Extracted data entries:

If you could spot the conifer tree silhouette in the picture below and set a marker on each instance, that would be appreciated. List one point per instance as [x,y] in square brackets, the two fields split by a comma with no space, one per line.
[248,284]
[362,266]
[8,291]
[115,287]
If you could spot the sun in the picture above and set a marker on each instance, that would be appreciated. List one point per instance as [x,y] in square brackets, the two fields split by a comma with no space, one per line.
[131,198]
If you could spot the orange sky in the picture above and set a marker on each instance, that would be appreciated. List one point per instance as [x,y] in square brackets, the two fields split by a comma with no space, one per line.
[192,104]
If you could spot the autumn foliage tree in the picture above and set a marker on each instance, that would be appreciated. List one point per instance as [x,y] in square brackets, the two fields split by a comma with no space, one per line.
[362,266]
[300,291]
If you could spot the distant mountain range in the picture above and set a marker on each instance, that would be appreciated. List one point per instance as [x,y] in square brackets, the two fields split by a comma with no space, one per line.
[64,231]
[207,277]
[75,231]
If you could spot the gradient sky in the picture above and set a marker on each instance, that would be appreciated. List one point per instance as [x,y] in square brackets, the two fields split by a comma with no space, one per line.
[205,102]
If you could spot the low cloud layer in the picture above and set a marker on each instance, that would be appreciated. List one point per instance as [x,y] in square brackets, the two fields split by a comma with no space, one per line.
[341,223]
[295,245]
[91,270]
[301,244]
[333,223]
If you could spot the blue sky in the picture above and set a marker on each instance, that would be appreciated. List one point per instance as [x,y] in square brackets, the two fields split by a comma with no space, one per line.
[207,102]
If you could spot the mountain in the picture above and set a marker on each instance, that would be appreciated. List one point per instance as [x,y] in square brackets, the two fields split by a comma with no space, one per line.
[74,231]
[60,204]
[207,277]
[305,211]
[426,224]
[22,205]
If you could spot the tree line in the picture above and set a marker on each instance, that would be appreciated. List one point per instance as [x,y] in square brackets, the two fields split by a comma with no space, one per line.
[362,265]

## OBJECTIVE
Copy the material word for word, starting with the line that contains "If you could spot the mountain" and going on through the last line of the material.

## EXERCISE RESPONSE
If you could spot the mountain in the picture above and set a marker on each instance, that would be appreciated. List one point per instance as [x,y] in square brackets, the two fields split by a comma with no space, one per line.
[74,231]
[60,204]
[207,277]
[305,211]
[426,224]
[22,205]
If you could spot the tree line in the picture above and set a marker on each instance, that would be appreciated. List one point per instance as [x,y] in square brackets, the two fields split by a comma with no space, one per line.
[362,265]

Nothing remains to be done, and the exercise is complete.